» Kısa görev A: Verilen alıntıya göre, Okan Pirinç'in sonucunu beklediği üniversite sınavı ölümünden kaç gün sonra açıklandı?

» Verilen alıntı:
========
Suruç'ta katledilen Okan Pirinç'in annesi Nuray Pirinç: Patlamayı duyunca sakat kalsa da yaşasın diye dua ettim

Okan Pirinç… Oyuncak götürmek için çıktığı yolda hep 17’sinde kalan gençlerden biri… Heyecanla sonucunu beklediği üniversite sınavı ölümünden 3 gün sonra açıklanmış; Okan hedefindeki üniversiteyi, İstanbul'u kazanmıştı… Suruç'un yıldönümünde annesi ve arkadaşı onu anlattı.
========
» İşlenecek veriler:

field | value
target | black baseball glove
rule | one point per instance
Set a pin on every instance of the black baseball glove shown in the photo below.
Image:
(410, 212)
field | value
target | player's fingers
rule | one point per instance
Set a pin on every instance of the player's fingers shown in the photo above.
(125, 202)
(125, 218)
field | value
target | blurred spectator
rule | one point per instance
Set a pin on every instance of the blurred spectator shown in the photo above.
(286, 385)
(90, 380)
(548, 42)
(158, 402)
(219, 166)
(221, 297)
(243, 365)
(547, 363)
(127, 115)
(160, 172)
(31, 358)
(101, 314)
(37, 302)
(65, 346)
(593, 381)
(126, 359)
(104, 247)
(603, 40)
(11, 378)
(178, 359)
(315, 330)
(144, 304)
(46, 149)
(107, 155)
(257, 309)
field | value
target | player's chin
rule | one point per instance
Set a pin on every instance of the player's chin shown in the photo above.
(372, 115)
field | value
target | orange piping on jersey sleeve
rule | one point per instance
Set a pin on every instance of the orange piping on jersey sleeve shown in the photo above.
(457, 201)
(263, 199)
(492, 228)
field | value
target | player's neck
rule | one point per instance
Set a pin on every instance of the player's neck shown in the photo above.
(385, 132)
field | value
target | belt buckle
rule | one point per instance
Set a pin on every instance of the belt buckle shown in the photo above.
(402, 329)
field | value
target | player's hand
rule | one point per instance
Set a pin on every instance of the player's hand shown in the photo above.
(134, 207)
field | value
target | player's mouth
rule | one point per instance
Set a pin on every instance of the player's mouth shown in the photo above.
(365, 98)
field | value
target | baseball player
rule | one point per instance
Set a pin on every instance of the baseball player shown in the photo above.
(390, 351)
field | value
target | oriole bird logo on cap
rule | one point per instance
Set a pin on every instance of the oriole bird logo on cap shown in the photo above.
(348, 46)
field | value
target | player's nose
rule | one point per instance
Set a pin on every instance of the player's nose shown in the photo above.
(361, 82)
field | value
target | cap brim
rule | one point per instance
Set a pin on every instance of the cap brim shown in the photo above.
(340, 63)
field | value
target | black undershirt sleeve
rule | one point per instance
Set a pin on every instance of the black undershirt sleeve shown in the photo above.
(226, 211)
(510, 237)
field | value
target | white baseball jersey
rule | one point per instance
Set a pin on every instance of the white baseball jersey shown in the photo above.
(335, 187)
========
» Kısa görev B: Kayıtlarda "undershirt" sözcüğünü içeren her satırı ayıklayın.

» Tam yanıt A: Sınav, ölümünden 3 gün sonra açıklandı.

» Tam yanıt B:
target | black undershirt sleeve
Set a pin on every instance of the black undershirt sleeve shown in the photo above.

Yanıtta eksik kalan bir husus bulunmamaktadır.